_PROVIDED PASSAGE_:
++++++++

MO-DE-207B-08: Radiomic CT Features Complement Semantic Annotations to Predict EGFR Mutations in Lung Adenocarcinomas




To compare the complementary value of quantitative radiomic features to that of radiologist-annotated semantic features in predicting EGFR mutations in lung adenocarcinomas.


Pre-operative CT images of 258 lung adenocarcinoma patients were available. Tumors were segmented using the sing-click ensemble segmentation algorithm. A set of radiomic features was extracted using 3D-Slicer. Test-retest reproducibility and unsupervised dimensionality reduction were applied to select a subset of reproducible and independent radiomic features. Twenty semantic annotations were scored by an expert radiologist, describing the tumor, surrounding tissue and associated findings. Minimum-redundancy-maximum-relevance (MRMR) was used to identify the most informative radiomic and semantic features in 172 patients (training-set, temporal split). Radiomic, semantic and combined radiomic-semantic logistic regression models to predict EGFR mutations were evaluated in and independent validation dataset of 86 patients using the area under the receiver operating curve (AUC).


EGFR mutations were found in 77/172 (45%) and 39/86 (45%) of the training and validation sets, respectively. Univariate AUCs showed a similar range for both feature types: radiomics median AUC = 0.57 (range: 0.50 – 0.62); semantic median AUC = 0.53 (range: 0.50 – 0.64, Wilcoxon p = 0.55). After MRMR feature selection, the best-performing radiomic, semantic, and radiomic-semantic logistic regression models, for EGFR mutations, showed a validation AUC of 0.56 (p = 0.29), 0.63 (p = 0.063) and 0.67 (p = 0.004), respectively.


Quantitative volumetric and textural Radiomic features complement the qualitative and semi-quantitative radiologist annotations. The prognostic value of informative qualitative semantic features such as cavitation and lobulation is increased with the addition of quantitative textural features from the tumor region.

++++++++

_TASK TO COMPLETE_:
From the lung adenocarcinoma abstract, list every best-performing logistic regression model it reports for EGFR mutations, with that model's validation AUC and p-value. Answer using only the lung adenocarcinoma abstract, with no outside knowledge.

++++++++

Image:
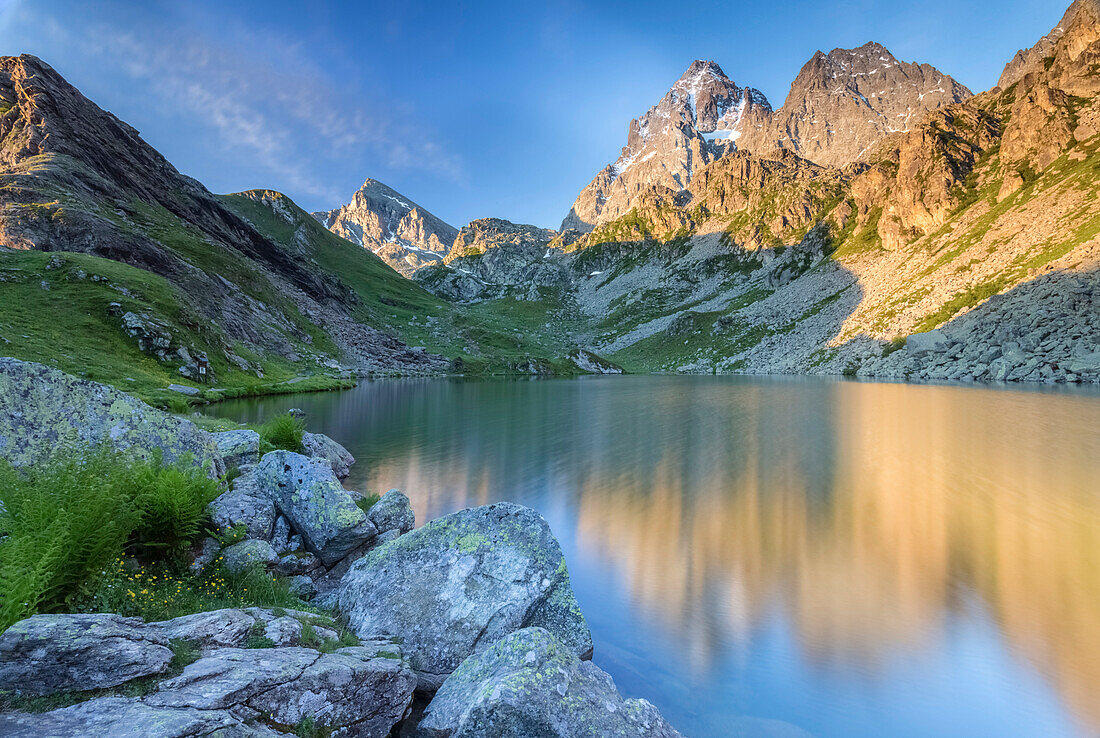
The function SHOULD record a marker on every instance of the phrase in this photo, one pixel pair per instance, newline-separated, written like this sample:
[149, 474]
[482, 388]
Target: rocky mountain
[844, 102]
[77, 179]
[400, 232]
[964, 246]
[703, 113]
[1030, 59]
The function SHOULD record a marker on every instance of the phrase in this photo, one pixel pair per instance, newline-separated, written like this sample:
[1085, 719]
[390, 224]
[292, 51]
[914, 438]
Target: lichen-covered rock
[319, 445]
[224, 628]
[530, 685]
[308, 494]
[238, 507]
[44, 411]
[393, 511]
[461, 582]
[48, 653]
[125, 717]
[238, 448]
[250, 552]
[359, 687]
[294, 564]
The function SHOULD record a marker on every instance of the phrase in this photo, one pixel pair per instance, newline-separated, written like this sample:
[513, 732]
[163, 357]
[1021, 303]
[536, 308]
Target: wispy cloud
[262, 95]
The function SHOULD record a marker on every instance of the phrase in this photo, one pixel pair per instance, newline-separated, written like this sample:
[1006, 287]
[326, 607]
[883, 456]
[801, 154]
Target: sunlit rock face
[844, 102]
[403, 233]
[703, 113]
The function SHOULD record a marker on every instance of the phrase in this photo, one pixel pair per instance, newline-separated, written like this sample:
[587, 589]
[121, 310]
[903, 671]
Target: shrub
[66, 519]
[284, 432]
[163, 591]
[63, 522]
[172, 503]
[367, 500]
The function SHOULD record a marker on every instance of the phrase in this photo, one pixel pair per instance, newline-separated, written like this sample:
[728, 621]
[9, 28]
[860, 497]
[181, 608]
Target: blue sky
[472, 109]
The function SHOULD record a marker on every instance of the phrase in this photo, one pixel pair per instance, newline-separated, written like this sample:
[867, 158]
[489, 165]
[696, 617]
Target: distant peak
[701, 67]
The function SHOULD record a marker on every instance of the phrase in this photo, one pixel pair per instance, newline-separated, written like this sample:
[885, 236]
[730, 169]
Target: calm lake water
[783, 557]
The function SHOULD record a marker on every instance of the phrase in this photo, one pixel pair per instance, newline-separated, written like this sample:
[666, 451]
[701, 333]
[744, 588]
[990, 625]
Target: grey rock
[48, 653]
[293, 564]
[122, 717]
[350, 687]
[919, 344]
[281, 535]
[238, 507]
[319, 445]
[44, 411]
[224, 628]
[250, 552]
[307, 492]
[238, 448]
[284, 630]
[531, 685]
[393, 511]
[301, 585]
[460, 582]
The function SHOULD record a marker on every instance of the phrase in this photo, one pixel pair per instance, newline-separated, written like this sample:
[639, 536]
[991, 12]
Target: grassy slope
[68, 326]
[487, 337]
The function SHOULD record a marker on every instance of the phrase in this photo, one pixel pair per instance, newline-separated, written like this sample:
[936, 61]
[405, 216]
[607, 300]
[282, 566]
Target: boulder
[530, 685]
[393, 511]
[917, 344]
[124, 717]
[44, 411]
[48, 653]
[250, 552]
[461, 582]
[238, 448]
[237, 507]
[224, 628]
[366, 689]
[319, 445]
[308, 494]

++++++++

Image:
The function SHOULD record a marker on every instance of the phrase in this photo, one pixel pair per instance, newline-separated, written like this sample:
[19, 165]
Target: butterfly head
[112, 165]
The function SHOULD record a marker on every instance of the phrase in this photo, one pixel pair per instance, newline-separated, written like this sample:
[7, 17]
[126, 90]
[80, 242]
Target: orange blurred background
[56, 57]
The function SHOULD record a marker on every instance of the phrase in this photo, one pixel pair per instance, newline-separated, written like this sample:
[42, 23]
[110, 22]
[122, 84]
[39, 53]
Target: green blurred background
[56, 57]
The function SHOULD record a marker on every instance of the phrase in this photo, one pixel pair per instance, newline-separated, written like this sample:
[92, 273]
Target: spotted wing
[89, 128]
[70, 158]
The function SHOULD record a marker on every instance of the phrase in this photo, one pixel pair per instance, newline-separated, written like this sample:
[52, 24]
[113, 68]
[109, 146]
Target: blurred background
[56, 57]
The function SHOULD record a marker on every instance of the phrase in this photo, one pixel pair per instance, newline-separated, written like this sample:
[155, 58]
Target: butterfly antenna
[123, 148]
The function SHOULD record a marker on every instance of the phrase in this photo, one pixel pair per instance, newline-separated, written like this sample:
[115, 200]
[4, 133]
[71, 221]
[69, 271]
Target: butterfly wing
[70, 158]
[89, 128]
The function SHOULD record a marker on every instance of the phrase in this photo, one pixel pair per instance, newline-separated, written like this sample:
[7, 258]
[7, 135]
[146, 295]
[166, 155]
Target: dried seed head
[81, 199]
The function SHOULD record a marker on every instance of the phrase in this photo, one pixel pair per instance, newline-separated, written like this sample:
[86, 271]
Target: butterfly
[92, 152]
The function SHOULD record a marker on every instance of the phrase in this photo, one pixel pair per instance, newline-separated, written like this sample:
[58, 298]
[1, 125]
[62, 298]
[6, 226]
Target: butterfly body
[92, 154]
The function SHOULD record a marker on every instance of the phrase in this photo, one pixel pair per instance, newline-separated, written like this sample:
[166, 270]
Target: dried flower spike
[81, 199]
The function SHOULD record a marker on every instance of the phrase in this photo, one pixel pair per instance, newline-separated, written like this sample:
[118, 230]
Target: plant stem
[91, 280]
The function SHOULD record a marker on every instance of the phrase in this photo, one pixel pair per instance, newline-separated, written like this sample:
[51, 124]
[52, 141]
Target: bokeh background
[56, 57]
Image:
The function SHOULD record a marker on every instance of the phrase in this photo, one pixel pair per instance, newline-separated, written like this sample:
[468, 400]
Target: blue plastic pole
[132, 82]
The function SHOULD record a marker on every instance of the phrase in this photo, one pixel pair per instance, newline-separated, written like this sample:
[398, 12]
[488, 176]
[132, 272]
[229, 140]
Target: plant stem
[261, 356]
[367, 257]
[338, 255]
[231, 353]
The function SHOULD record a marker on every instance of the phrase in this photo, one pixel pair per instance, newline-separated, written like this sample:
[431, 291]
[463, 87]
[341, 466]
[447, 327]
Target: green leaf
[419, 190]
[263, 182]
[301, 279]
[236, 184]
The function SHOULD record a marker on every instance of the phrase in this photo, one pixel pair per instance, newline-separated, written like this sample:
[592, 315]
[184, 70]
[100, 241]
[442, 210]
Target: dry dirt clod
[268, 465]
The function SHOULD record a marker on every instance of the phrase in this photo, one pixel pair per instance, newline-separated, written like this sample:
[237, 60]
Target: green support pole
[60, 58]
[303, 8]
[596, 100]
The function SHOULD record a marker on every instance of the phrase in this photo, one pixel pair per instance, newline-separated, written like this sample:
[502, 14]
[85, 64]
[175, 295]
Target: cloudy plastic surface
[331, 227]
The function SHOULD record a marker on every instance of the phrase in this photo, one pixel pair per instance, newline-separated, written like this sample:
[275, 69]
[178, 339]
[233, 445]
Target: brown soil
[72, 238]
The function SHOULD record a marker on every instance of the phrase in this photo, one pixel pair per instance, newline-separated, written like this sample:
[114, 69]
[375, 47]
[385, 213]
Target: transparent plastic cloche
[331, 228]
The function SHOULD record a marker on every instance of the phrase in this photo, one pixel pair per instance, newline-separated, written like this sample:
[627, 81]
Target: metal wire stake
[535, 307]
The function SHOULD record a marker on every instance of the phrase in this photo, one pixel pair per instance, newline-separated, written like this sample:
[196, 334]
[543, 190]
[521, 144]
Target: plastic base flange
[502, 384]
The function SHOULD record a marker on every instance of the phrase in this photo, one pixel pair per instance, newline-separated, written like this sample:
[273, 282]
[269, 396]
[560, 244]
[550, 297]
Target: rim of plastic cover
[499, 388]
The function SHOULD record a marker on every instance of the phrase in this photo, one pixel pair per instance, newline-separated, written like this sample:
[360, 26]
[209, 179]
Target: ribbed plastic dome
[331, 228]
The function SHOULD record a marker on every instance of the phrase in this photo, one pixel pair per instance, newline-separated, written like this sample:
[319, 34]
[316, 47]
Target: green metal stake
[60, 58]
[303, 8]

++++++++

_EXERCISE RESPONSE_:
- Radiomic model: validation AUC 0.56 (p = 0.29)
- Semantic model: validation AUC 0.63 (p = 0.063)
- Combined radiomic-semantic model: validation AUC 0.67 (p = 0.004)